[Location labeling records]
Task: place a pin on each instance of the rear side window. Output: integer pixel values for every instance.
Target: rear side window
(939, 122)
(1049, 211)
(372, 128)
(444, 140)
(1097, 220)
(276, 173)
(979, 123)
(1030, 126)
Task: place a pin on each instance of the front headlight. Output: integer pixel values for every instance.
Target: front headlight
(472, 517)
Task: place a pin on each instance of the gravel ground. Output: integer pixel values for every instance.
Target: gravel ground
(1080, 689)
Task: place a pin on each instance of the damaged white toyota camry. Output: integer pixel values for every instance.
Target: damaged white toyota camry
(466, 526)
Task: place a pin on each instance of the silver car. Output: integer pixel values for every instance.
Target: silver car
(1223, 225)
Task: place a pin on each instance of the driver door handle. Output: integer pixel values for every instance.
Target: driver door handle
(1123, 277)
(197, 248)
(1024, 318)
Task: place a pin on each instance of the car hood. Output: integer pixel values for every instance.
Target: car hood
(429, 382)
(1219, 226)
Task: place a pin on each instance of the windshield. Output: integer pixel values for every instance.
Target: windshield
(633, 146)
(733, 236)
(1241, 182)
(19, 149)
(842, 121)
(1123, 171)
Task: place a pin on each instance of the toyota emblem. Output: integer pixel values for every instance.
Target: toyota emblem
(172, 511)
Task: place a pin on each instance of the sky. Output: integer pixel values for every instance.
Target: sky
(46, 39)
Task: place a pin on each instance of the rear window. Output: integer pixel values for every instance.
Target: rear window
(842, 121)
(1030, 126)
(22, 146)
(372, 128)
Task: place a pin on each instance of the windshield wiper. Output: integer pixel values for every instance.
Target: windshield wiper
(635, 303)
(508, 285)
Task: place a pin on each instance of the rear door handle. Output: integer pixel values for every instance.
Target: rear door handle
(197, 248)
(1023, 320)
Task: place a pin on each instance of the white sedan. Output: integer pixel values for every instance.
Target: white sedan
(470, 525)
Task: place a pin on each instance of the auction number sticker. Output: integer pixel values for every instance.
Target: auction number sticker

▶ GOAL OF THE EXERCISE
Reproduce the lines above word for word, covering every row.

▶ ANSWER
Task: place a pin on each instance of the rear side window. Output: integer pixel values for every instance.
Target: rear side window
(939, 122)
(1049, 211)
(372, 128)
(444, 140)
(1097, 220)
(276, 173)
(979, 123)
(1030, 126)
Task: place a pin on each instance of the front headlight. Output: integer pixel values for every instance.
Target: front headlight
(472, 517)
Task: place a pin on each instance of the gravel ground. Output: integer pixel values for every instance.
Target: gravel ground
(1080, 689)
Task: place a pin on each instance of the damaged white toyota camry. Output: integer pixel values for every instance.
Target: damaged white toyota camry
(466, 526)
Task: place a pin on each instance of the silver car. Output: integer pixel values for every instance.
Target: silver car
(1223, 225)
Task: place a pin on each instance of the driver door handle. Output: integer pixel values for every instance.
Target: driver door handle
(1123, 277)
(197, 248)
(1024, 318)
Task: place a pin on each instance of the car hood. Output: integer pixel values for every instance.
Target: car hood
(429, 382)
(1219, 226)
Task: place a pin on each instance of the windshield. Output: integer pixel values for every instance.
Target: windshield
(633, 146)
(733, 236)
(1241, 182)
(19, 149)
(842, 121)
(1123, 171)
Task: place a pin on each instance of the toyota emblem. Output: integer pixel values for every instance.
Target: toyota emblem
(172, 511)
Task: place a pin on each instance of the sky. Output: integer pixel values for every instance.
Target: sky
(46, 39)
Task: place a pin on each instance of the rear window. Output: integer pixel values for every instance.
Target: rear window
(842, 121)
(1030, 126)
(22, 146)
(372, 128)
Task: place a pin on each instance of the windshield wiper. Output: integer pixel values for every instance.
Target: windshield wiper
(635, 303)
(508, 285)
Task: place a pin on each instance of the rear door handle. Output: integer pixel values for every instance.
Target: rear door handle
(197, 248)
(1023, 320)
Task: place a pin on each instance of the white sedan. Output: integer pixel values for every instance.
Target: white sedan
(470, 525)
Task: place a pin on each instance of the auction number sticker. Output: integer pixel values for every instance.
Target: auction number sticker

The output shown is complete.